▸ What to work on
Give exactly the lines from the one with "Target: black microphone stand" through the final line of the listing below, both included, leaving out any pictures.
________________
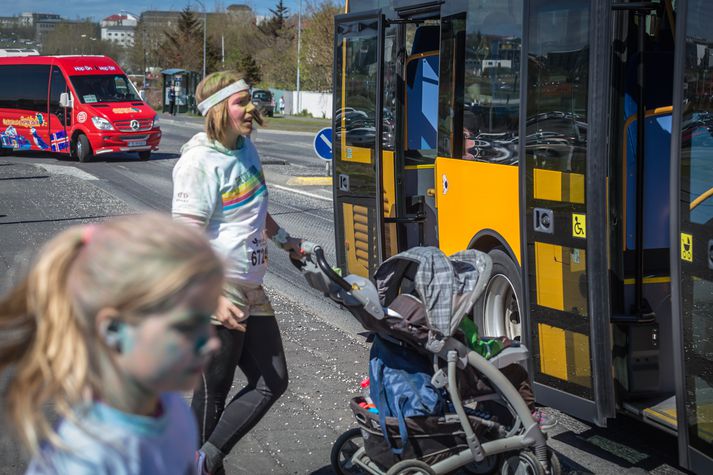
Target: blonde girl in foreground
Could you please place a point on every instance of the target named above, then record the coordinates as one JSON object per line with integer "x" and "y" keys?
{"x": 111, "y": 319}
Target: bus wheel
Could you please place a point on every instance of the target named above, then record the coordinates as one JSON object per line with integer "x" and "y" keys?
{"x": 498, "y": 310}
{"x": 82, "y": 148}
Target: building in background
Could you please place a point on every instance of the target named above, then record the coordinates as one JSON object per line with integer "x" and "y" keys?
{"x": 119, "y": 28}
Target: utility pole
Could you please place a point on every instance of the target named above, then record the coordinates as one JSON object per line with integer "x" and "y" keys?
{"x": 205, "y": 23}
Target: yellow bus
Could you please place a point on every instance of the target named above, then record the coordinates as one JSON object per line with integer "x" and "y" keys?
{"x": 572, "y": 140}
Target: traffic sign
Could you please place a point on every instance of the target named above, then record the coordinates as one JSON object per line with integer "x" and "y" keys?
{"x": 323, "y": 143}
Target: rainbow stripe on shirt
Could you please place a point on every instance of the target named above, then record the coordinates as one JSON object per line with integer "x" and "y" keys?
{"x": 247, "y": 190}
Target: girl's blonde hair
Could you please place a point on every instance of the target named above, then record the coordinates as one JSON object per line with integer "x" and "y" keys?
{"x": 138, "y": 265}
{"x": 217, "y": 120}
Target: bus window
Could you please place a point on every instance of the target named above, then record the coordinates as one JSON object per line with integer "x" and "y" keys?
{"x": 492, "y": 87}
{"x": 422, "y": 92}
{"x": 103, "y": 88}
{"x": 558, "y": 77}
{"x": 24, "y": 87}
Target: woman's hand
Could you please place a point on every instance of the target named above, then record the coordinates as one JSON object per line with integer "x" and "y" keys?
{"x": 294, "y": 247}
{"x": 229, "y": 315}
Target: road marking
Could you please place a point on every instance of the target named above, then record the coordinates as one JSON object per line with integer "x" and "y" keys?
{"x": 310, "y": 181}
{"x": 300, "y": 192}
{"x": 68, "y": 170}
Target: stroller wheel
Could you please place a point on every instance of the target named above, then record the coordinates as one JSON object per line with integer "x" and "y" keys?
{"x": 344, "y": 449}
{"x": 525, "y": 463}
{"x": 411, "y": 467}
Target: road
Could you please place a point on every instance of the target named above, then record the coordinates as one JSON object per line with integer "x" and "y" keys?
{"x": 326, "y": 354}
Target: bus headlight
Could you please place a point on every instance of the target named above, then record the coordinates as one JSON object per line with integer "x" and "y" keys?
{"x": 102, "y": 124}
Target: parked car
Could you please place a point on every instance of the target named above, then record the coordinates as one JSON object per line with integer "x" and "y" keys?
{"x": 264, "y": 101}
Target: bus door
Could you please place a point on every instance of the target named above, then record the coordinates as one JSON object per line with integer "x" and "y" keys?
{"x": 419, "y": 130}
{"x": 692, "y": 233}
{"x": 60, "y": 117}
{"x": 563, "y": 201}
{"x": 357, "y": 125}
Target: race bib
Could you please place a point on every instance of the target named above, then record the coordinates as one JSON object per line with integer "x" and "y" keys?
{"x": 256, "y": 250}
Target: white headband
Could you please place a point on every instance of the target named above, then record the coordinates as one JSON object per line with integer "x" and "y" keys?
{"x": 222, "y": 95}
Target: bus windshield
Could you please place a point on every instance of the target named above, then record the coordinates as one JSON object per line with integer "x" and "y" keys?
{"x": 104, "y": 88}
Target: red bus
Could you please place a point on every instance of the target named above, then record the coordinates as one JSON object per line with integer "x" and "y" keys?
{"x": 81, "y": 106}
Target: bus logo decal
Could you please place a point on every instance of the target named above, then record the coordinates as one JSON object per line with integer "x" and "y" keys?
{"x": 579, "y": 225}
{"x": 343, "y": 182}
{"x": 687, "y": 247}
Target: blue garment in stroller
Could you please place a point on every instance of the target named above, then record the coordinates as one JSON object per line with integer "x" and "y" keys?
{"x": 420, "y": 297}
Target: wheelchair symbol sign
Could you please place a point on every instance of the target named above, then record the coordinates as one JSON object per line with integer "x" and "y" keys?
{"x": 579, "y": 225}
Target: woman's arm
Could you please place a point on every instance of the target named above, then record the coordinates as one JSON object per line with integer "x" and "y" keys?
{"x": 190, "y": 220}
{"x": 282, "y": 238}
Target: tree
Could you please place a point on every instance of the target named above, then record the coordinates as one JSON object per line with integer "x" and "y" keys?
{"x": 183, "y": 47}
{"x": 317, "y": 52}
{"x": 276, "y": 25}
{"x": 247, "y": 65}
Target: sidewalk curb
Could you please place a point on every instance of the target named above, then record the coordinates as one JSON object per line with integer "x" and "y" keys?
{"x": 199, "y": 126}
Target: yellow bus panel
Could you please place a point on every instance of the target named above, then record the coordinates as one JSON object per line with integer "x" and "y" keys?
{"x": 549, "y": 278}
{"x": 554, "y": 185}
{"x": 553, "y": 351}
{"x": 565, "y": 354}
{"x": 560, "y": 278}
{"x": 356, "y": 238}
{"x": 389, "y": 190}
{"x": 472, "y": 196}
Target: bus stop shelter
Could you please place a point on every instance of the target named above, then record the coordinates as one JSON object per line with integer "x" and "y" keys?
{"x": 184, "y": 83}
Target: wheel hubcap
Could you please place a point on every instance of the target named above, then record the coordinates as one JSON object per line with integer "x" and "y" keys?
{"x": 501, "y": 309}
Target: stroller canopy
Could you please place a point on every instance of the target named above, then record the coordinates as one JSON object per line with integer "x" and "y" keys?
{"x": 446, "y": 286}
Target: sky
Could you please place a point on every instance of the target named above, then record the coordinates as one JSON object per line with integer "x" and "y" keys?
{"x": 99, "y": 9}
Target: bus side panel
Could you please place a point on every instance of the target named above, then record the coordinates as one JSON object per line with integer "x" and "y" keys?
{"x": 23, "y": 108}
{"x": 471, "y": 196}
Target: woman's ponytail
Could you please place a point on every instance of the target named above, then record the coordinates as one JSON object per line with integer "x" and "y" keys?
{"x": 44, "y": 341}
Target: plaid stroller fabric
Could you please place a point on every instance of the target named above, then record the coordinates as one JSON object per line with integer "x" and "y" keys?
{"x": 437, "y": 278}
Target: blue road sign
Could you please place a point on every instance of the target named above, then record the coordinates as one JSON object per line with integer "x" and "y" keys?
{"x": 323, "y": 143}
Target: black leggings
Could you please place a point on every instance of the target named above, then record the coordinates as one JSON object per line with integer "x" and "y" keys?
{"x": 259, "y": 354}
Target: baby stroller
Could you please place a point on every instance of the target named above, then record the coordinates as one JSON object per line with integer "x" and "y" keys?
{"x": 419, "y": 300}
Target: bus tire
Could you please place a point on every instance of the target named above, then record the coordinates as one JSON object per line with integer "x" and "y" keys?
{"x": 498, "y": 311}
{"x": 83, "y": 149}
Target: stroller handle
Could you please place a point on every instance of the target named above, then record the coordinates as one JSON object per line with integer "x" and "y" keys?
{"x": 324, "y": 267}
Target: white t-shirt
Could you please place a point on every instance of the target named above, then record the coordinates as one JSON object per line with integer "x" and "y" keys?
{"x": 227, "y": 189}
{"x": 106, "y": 441}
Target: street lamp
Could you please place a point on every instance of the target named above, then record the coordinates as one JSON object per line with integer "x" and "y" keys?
{"x": 299, "y": 31}
{"x": 205, "y": 15}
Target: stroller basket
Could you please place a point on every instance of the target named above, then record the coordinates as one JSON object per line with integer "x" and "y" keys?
{"x": 431, "y": 438}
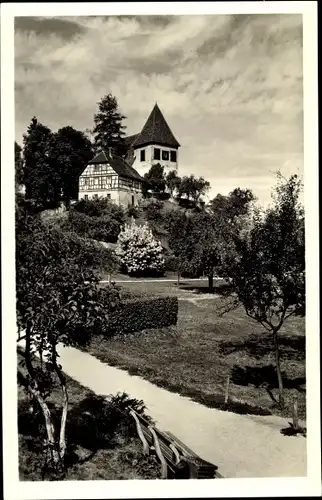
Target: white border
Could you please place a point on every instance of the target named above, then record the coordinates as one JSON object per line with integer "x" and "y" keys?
{"x": 311, "y": 485}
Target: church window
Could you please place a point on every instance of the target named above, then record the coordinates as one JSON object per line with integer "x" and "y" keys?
{"x": 156, "y": 155}
{"x": 173, "y": 156}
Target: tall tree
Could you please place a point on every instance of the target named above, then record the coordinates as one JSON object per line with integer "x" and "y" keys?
{"x": 193, "y": 188}
{"x": 173, "y": 182}
{"x": 108, "y": 129}
{"x": 236, "y": 204}
{"x": 267, "y": 267}
{"x": 72, "y": 151}
{"x": 18, "y": 166}
{"x": 41, "y": 178}
{"x": 57, "y": 302}
{"x": 155, "y": 180}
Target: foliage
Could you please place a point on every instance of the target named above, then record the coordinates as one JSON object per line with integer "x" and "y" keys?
{"x": 236, "y": 204}
{"x": 71, "y": 153}
{"x": 104, "y": 228}
{"x": 193, "y": 188}
{"x": 99, "y": 207}
{"x": 173, "y": 182}
{"x": 267, "y": 265}
{"x": 133, "y": 211}
{"x": 57, "y": 301}
{"x": 108, "y": 128}
{"x": 141, "y": 313}
{"x": 138, "y": 251}
{"x": 19, "y": 176}
{"x": 41, "y": 179}
{"x": 153, "y": 210}
{"x": 52, "y": 163}
{"x": 97, "y": 219}
{"x": 155, "y": 180}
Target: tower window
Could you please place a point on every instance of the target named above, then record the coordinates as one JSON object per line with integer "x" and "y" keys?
{"x": 173, "y": 156}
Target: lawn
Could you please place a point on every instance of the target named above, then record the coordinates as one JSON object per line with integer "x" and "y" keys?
{"x": 196, "y": 358}
{"x": 96, "y": 453}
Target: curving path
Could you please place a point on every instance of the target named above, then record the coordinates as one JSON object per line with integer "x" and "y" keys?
{"x": 242, "y": 446}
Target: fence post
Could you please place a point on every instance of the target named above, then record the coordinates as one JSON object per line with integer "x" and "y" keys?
{"x": 295, "y": 414}
{"x": 227, "y": 389}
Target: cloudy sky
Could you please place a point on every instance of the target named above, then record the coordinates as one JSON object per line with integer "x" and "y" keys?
{"x": 230, "y": 87}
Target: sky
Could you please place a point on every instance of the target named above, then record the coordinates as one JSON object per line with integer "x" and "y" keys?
{"x": 229, "y": 86}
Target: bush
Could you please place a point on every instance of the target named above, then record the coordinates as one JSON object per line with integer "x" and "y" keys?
{"x": 137, "y": 314}
{"x": 170, "y": 262}
{"x": 139, "y": 252}
{"x": 133, "y": 212}
{"x": 103, "y": 228}
{"x": 153, "y": 209}
{"x": 98, "y": 207}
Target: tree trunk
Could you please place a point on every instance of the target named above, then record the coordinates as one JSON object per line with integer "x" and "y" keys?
{"x": 48, "y": 423}
{"x": 63, "y": 421}
{"x": 62, "y": 435}
{"x": 278, "y": 370}
{"x": 211, "y": 282}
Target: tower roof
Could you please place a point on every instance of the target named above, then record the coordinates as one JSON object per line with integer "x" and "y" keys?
{"x": 156, "y": 131}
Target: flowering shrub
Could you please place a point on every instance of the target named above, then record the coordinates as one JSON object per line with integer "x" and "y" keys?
{"x": 138, "y": 251}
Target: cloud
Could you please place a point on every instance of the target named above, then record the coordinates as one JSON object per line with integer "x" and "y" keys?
{"x": 230, "y": 87}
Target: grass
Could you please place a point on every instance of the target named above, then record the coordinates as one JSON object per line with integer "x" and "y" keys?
{"x": 95, "y": 453}
{"x": 196, "y": 358}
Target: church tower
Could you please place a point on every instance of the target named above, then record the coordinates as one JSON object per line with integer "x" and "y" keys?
{"x": 154, "y": 144}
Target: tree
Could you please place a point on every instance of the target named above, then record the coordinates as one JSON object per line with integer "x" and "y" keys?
{"x": 237, "y": 203}
{"x": 72, "y": 151}
{"x": 181, "y": 243}
{"x": 267, "y": 266}
{"x": 139, "y": 252}
{"x": 41, "y": 178}
{"x": 19, "y": 174}
{"x": 193, "y": 188}
{"x": 108, "y": 128}
{"x": 155, "y": 180}
{"x": 57, "y": 302}
{"x": 173, "y": 182}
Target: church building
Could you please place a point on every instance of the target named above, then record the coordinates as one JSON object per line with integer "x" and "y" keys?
{"x": 154, "y": 144}
{"x": 121, "y": 179}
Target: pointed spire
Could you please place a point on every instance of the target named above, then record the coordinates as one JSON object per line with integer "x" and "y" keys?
{"x": 156, "y": 131}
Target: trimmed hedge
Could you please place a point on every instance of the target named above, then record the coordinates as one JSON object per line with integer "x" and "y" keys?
{"x": 137, "y": 314}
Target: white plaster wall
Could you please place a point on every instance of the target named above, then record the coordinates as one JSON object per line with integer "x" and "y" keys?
{"x": 101, "y": 193}
{"x": 119, "y": 196}
{"x": 144, "y": 166}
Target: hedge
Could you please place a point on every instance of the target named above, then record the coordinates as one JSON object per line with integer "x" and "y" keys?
{"x": 137, "y": 314}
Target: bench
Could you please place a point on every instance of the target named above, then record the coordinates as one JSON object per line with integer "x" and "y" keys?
{"x": 177, "y": 460}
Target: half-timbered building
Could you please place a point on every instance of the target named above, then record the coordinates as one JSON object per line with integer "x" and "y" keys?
{"x": 109, "y": 175}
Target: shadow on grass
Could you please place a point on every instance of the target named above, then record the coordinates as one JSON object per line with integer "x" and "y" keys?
{"x": 222, "y": 289}
{"x": 260, "y": 345}
{"x": 291, "y": 431}
{"x": 216, "y": 401}
{"x": 264, "y": 376}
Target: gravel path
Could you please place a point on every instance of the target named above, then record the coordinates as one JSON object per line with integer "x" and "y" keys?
{"x": 242, "y": 446}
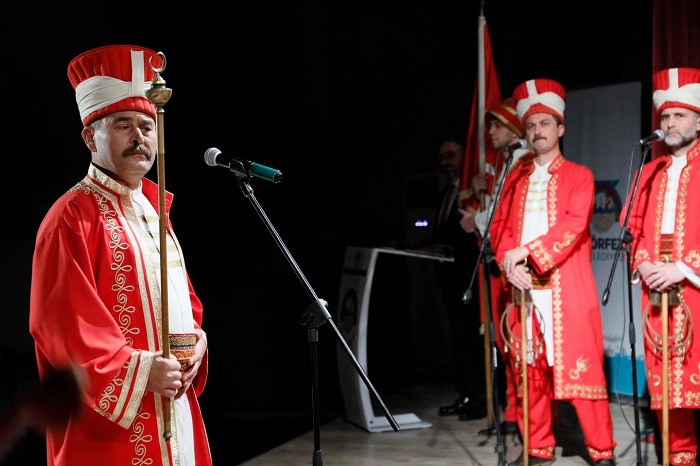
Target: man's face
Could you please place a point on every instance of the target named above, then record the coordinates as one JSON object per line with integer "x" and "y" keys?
{"x": 125, "y": 143}
{"x": 680, "y": 125}
{"x": 451, "y": 156}
{"x": 543, "y": 132}
{"x": 501, "y": 136}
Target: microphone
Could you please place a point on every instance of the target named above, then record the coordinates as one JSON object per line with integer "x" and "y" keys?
{"x": 241, "y": 167}
{"x": 658, "y": 134}
{"x": 521, "y": 144}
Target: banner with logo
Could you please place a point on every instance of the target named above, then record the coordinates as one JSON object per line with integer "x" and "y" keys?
{"x": 602, "y": 130}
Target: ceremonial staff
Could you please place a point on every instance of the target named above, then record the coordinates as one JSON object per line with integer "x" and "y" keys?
{"x": 159, "y": 95}
{"x": 523, "y": 356}
{"x": 664, "y": 380}
{"x": 484, "y": 295}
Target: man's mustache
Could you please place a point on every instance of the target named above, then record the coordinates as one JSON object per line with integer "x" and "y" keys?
{"x": 139, "y": 149}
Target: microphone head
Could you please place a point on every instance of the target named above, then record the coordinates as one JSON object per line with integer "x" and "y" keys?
{"x": 210, "y": 156}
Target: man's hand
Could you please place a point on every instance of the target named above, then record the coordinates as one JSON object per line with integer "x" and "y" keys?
{"x": 660, "y": 276}
{"x": 165, "y": 376}
{"x": 479, "y": 183}
{"x": 467, "y": 221}
{"x": 194, "y": 363}
{"x": 514, "y": 257}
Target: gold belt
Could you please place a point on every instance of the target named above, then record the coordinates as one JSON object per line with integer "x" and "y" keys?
{"x": 666, "y": 252}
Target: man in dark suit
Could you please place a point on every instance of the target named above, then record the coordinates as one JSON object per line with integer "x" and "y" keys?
{"x": 453, "y": 279}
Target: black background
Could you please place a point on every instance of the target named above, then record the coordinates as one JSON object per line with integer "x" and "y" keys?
{"x": 345, "y": 98}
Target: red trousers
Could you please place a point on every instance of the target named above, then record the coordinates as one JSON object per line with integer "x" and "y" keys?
{"x": 682, "y": 444}
{"x": 593, "y": 415}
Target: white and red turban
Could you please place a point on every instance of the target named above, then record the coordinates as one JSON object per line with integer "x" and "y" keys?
{"x": 540, "y": 96}
{"x": 113, "y": 79}
{"x": 677, "y": 87}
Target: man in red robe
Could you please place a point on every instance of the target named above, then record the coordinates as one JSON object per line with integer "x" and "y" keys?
{"x": 505, "y": 130}
{"x": 95, "y": 294}
{"x": 666, "y": 258}
{"x": 543, "y": 248}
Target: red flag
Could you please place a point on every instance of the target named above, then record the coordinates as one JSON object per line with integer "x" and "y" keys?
{"x": 478, "y": 153}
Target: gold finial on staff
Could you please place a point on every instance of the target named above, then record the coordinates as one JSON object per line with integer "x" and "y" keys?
{"x": 159, "y": 95}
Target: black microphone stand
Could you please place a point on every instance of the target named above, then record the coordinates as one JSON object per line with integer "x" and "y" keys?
{"x": 485, "y": 256}
{"x": 315, "y": 315}
{"x": 626, "y": 238}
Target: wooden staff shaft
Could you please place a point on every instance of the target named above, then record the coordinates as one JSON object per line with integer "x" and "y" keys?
{"x": 159, "y": 95}
{"x": 163, "y": 235}
{"x": 523, "y": 355}
{"x": 484, "y": 288}
{"x": 664, "y": 380}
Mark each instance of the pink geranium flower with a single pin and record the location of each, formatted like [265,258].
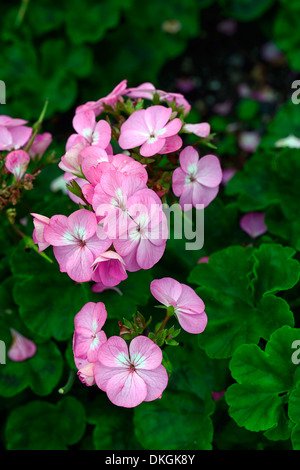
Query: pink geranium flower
[21,348]
[253,223]
[88,336]
[85,371]
[130,377]
[13,133]
[147,232]
[89,131]
[196,181]
[40,222]
[147,90]
[188,307]
[110,269]
[76,244]
[200,130]
[16,162]
[111,198]
[40,145]
[150,129]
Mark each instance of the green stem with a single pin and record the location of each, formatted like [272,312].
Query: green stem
[69,383]
[163,324]
[37,126]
________________
▸ Written answer
Target: black microphone stand
Could you please place a point on every instance of the target named above, then record the coordinates as one JSON object per line with integer "x" and "y" keys?
{"x": 485, "y": 256}
{"x": 315, "y": 315}
{"x": 626, "y": 238}
Target: wooden staff shaft
Could you please place a point on every instance of the target named above, then record the coordinates as one JSON object per line with integer "x" and "y" keys?
{"x": 159, "y": 95}
{"x": 163, "y": 235}
{"x": 523, "y": 355}
{"x": 484, "y": 288}
{"x": 664, "y": 380}
Mark each instance of the pink geranium flower with a single pin and record the location of each, formatted like [265,258].
Query: pink geranium flower
[21,348]
[253,223]
[88,336]
[85,371]
[130,377]
[13,133]
[147,232]
[89,131]
[196,181]
[40,222]
[147,90]
[188,307]
[110,269]
[76,244]
[200,130]
[16,162]
[111,198]
[40,145]
[150,129]
Mark each instance of the green stem with a single pin and record the location of each, formatted like [272,312].
Query: green stem
[69,383]
[163,324]
[37,126]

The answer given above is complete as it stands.